┌──

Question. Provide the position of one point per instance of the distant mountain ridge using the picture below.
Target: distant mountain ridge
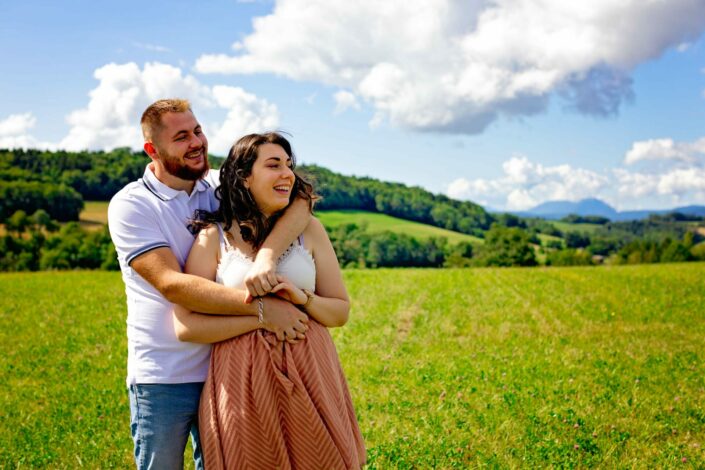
(558, 209)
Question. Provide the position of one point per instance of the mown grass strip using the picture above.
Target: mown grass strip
(466, 368)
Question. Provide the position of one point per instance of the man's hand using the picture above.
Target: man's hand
(284, 320)
(262, 276)
(288, 291)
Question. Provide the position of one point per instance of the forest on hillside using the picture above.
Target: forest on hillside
(40, 188)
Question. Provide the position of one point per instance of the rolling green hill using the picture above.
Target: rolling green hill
(95, 212)
(377, 222)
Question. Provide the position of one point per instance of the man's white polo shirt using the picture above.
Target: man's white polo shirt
(145, 215)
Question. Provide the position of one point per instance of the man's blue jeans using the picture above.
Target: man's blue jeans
(161, 418)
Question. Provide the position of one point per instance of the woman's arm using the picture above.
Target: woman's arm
(195, 327)
(330, 304)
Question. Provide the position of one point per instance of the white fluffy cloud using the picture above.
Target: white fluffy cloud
(665, 149)
(246, 114)
(15, 132)
(672, 173)
(111, 118)
(526, 184)
(345, 100)
(456, 66)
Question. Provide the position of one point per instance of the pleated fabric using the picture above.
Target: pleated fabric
(273, 405)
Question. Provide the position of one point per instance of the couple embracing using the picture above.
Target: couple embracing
(194, 247)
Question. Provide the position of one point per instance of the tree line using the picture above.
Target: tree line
(51, 186)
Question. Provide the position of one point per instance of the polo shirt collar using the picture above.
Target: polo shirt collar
(165, 192)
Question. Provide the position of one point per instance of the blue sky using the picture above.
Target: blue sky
(508, 103)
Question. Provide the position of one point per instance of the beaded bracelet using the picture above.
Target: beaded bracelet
(260, 310)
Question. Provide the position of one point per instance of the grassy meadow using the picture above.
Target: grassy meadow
(467, 368)
(377, 222)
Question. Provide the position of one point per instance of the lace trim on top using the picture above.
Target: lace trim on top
(228, 253)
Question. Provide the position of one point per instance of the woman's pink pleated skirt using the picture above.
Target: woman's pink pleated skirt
(272, 405)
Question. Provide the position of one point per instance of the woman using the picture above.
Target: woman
(271, 404)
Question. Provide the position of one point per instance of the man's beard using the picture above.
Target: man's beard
(175, 168)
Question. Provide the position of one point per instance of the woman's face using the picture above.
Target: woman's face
(272, 179)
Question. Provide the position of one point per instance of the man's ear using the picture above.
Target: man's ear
(150, 150)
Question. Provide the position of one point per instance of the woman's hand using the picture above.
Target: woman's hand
(288, 291)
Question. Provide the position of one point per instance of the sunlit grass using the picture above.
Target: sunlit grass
(466, 368)
(377, 222)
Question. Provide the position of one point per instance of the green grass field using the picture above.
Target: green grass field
(500, 368)
(378, 222)
(568, 227)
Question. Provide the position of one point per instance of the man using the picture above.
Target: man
(149, 222)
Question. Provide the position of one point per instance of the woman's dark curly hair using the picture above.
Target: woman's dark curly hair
(236, 201)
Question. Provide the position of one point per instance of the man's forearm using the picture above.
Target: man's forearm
(202, 295)
(199, 328)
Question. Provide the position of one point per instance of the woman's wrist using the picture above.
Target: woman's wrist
(309, 298)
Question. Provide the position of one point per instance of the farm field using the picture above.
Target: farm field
(458, 368)
(94, 214)
(569, 227)
(378, 222)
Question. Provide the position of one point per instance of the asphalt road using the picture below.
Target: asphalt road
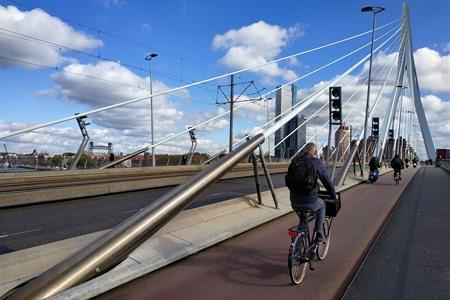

└──

▸ **Exercise description**
Reproduce all of the data above verbatim, omitting the pictures.

▸ **Solution below**
Question. Provide the position of one point per instance of the distant mountain ridge using the picture below.
Target: distant mountain ridge
(558, 209)
Question. Provide the position of one point per instance of the mown grass strip using the picture above.
Target: mown grass strip
(466, 368)
Question. Provide the position of one point per instance of the man's hand using the picture above.
Target: man's hand
(284, 320)
(262, 276)
(288, 291)
Question. Provide the position of one point per instance of the forest on hillside using the picture above.
Target: forest on hillside
(40, 188)
Question. Provide the position of one point per instance of the rolling green hill using the picture above.
Target: rolling green hill
(95, 212)
(377, 222)
Question. Provide the position of one point per instance of the man's white polo shirt using the picture above.
Target: man's white polo shirt
(145, 215)
Question. Provide the position of one point per instance of the man's blue jeans using the picture above.
Target: man's blue jeans
(161, 418)
Question. Provide the position of one point per instance of the woman's arm using the picture above.
Target: woman's arm
(195, 327)
(330, 304)
Question. Provide the position of one point per instance of the white fluffy cloud using the picture above.
Target: white fluffy cloud
(665, 149)
(246, 114)
(15, 132)
(672, 173)
(111, 118)
(526, 184)
(345, 100)
(456, 66)
Question. Provide the position of one point per instance of the pleated fabric using the picture above.
Target: pleated fabric
(273, 405)
Question. Provide the position of one point per instance of the couple embracing using the picture above.
Target: couple embracing
(194, 247)
Question. Provide the position of one point per instance of the tree line using the picture above.
Target: tree line
(51, 186)
Question. Provide the position of one point per instance of the polo shirt collar using the picture above.
Target: polo shirt collar
(165, 192)
Question. Provide the position of one point per instance of the blue sky using the picture above.
Target: blue sky
(508, 103)
Question. Provide the position of one point per instance of the beaded bracelet using the picture above.
Target: beaded bracelet
(260, 310)
Question. Provide the position of one point per instance of the grassy meadow using the picture above.
Target: grassy meadow
(467, 368)
(377, 222)
Question. Provide the position of one point per instance of the lace trim on top using the picture above.
Target: lace trim on top
(228, 253)
Question. Provide the position of one point per instance of the woman's pink pleated skirt using the picture above.
Target: woman's pink pleated skirt
(272, 405)
Question. Provide the position of one point per instance of the woman using the picture above.
Target: woman
(271, 404)
Question. Provide the position of one point per instance of the man's beard using the picture above.
Target: man's beard
(175, 168)
Question. Provide the position of one point per instance of the woman's face using the picture above.
Target: woman's face
(272, 179)
Question. Provide the position of one point per instance of the man's ear using the picture above.
Target: man's ear
(150, 150)
Question. Provide the position of one point per instance of the woman's hand using the picture above.
Target: woman's hand
(288, 291)
Question. Provide the position of one point per instance of the sunlit grass using the picture above.
Target: sunlit grass
(466, 368)
(377, 222)
Question. Provide the position of one point per instance of the green grass field using the picture above.
Target: green grass field
(500, 368)
(378, 222)
(568, 227)
Question. Provide the position of one point per instance of the man using the picture above.
Target: man
(149, 222)
Question. Provide the position of one point per instance of the woman's dark curly hair using the picture above.
Target: woman's dark curly hair
(236, 201)
Question. Provide the position of one point per instance of the man's forearm using the picture above.
Target: man's forearm
(202, 295)
(199, 328)
Question. Provide the position of one point per instance of the woman's wrist using the picture above.
Target: woman's wrist
(309, 298)
Question. Provide the position of one point per instance of the farm field using the picture above.
Target: farm field
(458, 368)
(94, 214)
(569, 227)
(378, 222)
Question. Provide the position of one point per instance of the asphalt road using the picture below.
Target: asphalt road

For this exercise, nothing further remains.